##### Material for this exercise #####
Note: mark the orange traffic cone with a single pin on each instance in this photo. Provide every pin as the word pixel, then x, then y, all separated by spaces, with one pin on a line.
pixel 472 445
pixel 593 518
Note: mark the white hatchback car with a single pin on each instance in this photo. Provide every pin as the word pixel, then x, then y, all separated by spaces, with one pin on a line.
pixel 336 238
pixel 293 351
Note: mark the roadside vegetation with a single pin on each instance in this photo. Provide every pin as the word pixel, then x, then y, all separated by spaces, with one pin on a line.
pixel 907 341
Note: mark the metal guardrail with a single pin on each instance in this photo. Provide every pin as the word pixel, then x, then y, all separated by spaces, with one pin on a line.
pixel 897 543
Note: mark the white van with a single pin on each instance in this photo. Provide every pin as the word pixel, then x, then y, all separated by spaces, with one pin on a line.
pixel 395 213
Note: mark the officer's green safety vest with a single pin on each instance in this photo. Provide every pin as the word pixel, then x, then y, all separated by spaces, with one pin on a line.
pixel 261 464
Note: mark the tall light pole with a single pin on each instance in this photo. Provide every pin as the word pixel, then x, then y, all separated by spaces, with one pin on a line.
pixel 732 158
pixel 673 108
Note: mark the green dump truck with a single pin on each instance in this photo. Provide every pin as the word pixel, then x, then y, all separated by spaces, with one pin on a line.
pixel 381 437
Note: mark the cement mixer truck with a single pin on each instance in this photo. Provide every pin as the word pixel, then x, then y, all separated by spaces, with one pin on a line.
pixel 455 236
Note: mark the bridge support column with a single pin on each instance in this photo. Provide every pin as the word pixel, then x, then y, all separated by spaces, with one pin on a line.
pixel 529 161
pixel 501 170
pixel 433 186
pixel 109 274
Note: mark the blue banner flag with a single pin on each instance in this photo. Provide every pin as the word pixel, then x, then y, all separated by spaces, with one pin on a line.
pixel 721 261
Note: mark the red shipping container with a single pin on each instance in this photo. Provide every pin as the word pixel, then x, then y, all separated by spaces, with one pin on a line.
#####
> [Task details]: Start to finish, copy the records above with no differences.

> [Reply to the exercise]:
Note: mark the orange traffic cone with a single pin on each instance in this photo. Provide every pin as the word pixel, then x, then y, all separated by spaces, with one pin on a line.
pixel 472 445
pixel 593 518
Note: mark the white hatchback car with a single pin on each instance in this photo. Provide every pin as the word pixel, then x, then y, all separated by spaces, with one pin on a line.
pixel 336 238
pixel 293 351
Note: mark the roadside vegetation with a single pin on each instance in this photo. Provide every pin as the word pixel, then x, then y, all separated by spaces, with one pin on a line.
pixel 907 341
Note: mark the metal guardrail with a single pin on each instance in this photo. Provide every pin as the word pixel, then x, then y, all separated by spaces, with one pin on a line.
pixel 897 543
Note: mark the white van with a single pin on each instance in this photo. Provide every pin as the word pixel, then x, then y, all separated by spaces, with one pin on a line.
pixel 395 213
Note: mark the officer's green safety vest with a single pin on each instance in this photo. Provide every pin as the word pixel, then x, then y, all separated by spaces, with one pin on a line.
pixel 261 464
Note: mark the tall light pole with a single pin on each instance in this photo. Provide every pin as the word pixel, then x, then y, all separated by spaces, with one pin on a line.
pixel 732 158
pixel 673 108
Note: mark the green dump truck with a single pin on each instance in this photo. Provide every pin as the word pixel, then x, then y, all separated by spaces, with one pin on a line.
pixel 381 437
Note: mark the cement mixer truck with a single pin on each instance in this photo. Provide every pin as the word pixel, then x, then y, all separated by spaces, with one pin on a line.
pixel 455 236
Note: mark the bridge support column with a single pin on each instance in this photo. Provide every pin as the word pixel, then x, then y, all separated by spaces, with one pin on a line.
pixel 529 161
pixel 501 170
pixel 433 186
pixel 109 274
Note: mark the blue banner flag with a single pin on each instance in this photo. Provide every pin as the word pixel, then x, then y, all separated by spaces, with one pin on a line.
pixel 721 261
Note: mark the red shipping container with a single pin on each instance in this photo. Provide every pin as the word pixel, then x, then y, all separated by spaces, with one pin on a line.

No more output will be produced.